§ Quelle
========================================

Die Spitze des Kollektivs gerät in Alarmbereitschaft, die Abwehrmechanismen greifen: Der "verrückte Messias" wird als "der beunruhigendste Feind" ausgemacht, schnell besteht Einvernehmen darüber, daß er verschwinden muß. Mit gutem Zureden allein ist das nicht getan, ohne Aufsehen kann man sich des Wahrheitsfanatikers kaum entledigen. Die Lösung ist letal: Am Ende liegt Ignacio tot auf der Couch. Ob es ein Unfall war oder - wahrscheinlicher - Carlos ihn umgebracht hat, wird nicht mehr geklärt. Do a Pepita, die Frau des Direktors und einzige Sehende des Stücks, hat zwar von der Terrasse aus alles beobachtet, im Interesse des Instituts aber wird sie schweigen. Die Lebenslüge könnte weitergehen, hätte Ignacios Sehnsucht nicht auch Carlos infiziert: "Diese weit entfernten Welten sind hier, hinter dem Glas", so sinniert er schließlich am Fenster vor dem nächtlichen Sternenhimmel: "Erreichbar für unseren Blick ... wenn wir ihn hätten ..."

 

Die Deutsche Erstaufführung am Schauspielhaus Bochum, wo Studenten der Westfälischen Schauspielschule die Studenten spielen, leistet gegenüber dem Autor einen späten Akt der Wiedergutmachung. In dem Einheitsraum von Daniel Roskamp, einer milchglasverkleideten Wohnwabe von schäbiger Freundlichkeit, gelingt Karsten Schiffler ein talentversprechendes Regiedebüt: Zwischen abstraktem Modell und naturalistischem Milieu hält seine Inszenierung das von Dramaturg Dieter Welke übersetzte Stück in einer anspielungsreichen Schwebe, die es vor moralsaurer Eindeutigkeit ebenso bewahrt wie vor vager Unverbindlichkeit. Eine Versuchsanordnung wird durchgespielt, die dem Zuschauer auch klammheimliches Vergnügen bereitet. Weiß er doch als einziger, wer sich auf der Bühne verschweigt oder verkrümelt. Als doppelter Voyeur behält er immer den letzten Blick.
ANDREAS ROSSMANN - Frankfurter Allgemeine

 


10. Januar 1994

 

 

Wenn wir den Blick hätten
Bochumer Erstaufführung: Buero-Vallejos "Brennende Finsternis"

========================================

§ Vorliegende Daten

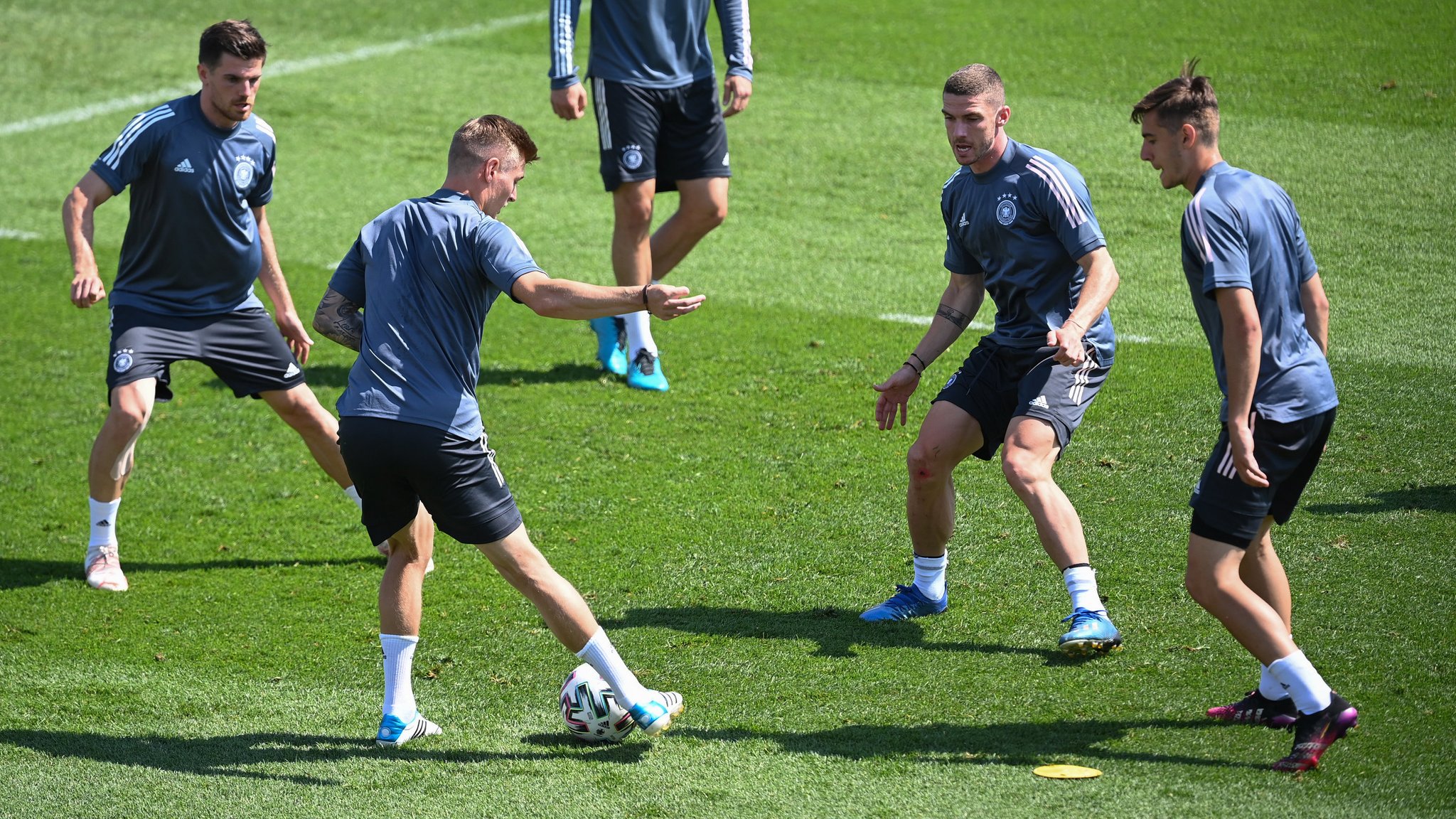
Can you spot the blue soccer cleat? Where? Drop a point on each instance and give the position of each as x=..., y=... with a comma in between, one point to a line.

========================================

§ Aufgabenstellung
Welche namentlich genannten Personen haben laut der Theaterkritik an der Bochumer Inszenierung mitgewirkt, und welchen Beitrag nennt die Kritik jeweils?

§ Musterlösung
- Daniel Roskamp: der Einheitsraum, eine milchglasverkleidete Wohnwabe
- Karsten Schiffler: die Regie (sein Regiedebüt)
- Dieter Welke: als Dramaturg die Übersetzung des Stücks